WHAT YOU SHOULD DO:
Please transcribe, exactly and only, the lines of the records below from the one holding "pixel x then y" to the very end.

DATA SUPPLIED:
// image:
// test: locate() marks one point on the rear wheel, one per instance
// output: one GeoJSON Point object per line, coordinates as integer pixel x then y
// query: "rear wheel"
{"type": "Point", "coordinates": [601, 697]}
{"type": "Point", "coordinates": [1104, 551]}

OUTPUT:
// output: one GeoJSON Point object per line, coordinates as integer pixel x then y
// query: "rear wheel"
{"type": "Point", "coordinates": [601, 697]}
{"type": "Point", "coordinates": [1104, 551]}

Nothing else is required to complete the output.